● Task description:
Return the listing below word for word.

● Supplied records:
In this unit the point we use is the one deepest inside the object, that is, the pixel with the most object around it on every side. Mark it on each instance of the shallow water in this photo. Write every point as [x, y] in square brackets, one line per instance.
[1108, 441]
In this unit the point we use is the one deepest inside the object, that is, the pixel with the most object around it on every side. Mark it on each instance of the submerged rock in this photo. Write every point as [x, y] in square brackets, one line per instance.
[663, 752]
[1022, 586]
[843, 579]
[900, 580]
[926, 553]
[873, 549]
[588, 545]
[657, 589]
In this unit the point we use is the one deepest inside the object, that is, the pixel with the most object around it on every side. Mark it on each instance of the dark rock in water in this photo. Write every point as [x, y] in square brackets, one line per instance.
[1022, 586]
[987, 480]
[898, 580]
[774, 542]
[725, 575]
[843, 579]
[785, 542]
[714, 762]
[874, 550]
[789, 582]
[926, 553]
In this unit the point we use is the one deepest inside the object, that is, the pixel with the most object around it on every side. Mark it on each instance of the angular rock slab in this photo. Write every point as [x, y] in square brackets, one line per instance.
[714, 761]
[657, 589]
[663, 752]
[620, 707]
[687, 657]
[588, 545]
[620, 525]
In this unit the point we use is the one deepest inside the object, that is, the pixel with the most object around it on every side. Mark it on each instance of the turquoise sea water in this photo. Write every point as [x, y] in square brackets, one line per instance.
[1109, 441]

● Task output:
In this unit the point we use is the one deepest inside the object, that is, the pixel with the most object around it on every side. Mark it on each instance of the shallow water in this photo. Write every point as [x, y] in square brackets, one line per instance.
[1108, 441]
In this unit the point we use is the one deepest inside the object, that is, the pixel with the most object around it on every side. Mark it on each instance of the submerged rock in this photo. Write every point as [x, y] in square brackets, one line per instance.
[663, 752]
[1022, 586]
[843, 579]
[900, 580]
[926, 553]
[873, 549]
[588, 545]
[657, 589]
In this unit the point we use is the one deepest inside the object, that is, the pixel with the most object around it on every side. Mark it on each instance of the dark rock in water in this photo. Write every point as [x, y] in square brackets, one line per instance.
[1022, 586]
[987, 480]
[898, 580]
[774, 542]
[725, 575]
[843, 579]
[785, 542]
[714, 762]
[874, 550]
[789, 582]
[926, 553]
In this unit the point we use is the one deepest inside the object, that is, the pixel with the most object around it on every side. Mark it on each instance of the angular rock slab in this photo. Write every point as [x, y] in square brackets, one line per instance.
[714, 761]
[657, 589]
[663, 752]
[620, 707]
[687, 657]
[588, 545]
[620, 525]
In this unit the point we use is the one deepest inside the object, that is, the pixel with the most object around it on every side. Mark it on each instance of the turquoise sea water in this photo. Write every point as [x, y] in square brackets, one line per instance.
[1109, 441]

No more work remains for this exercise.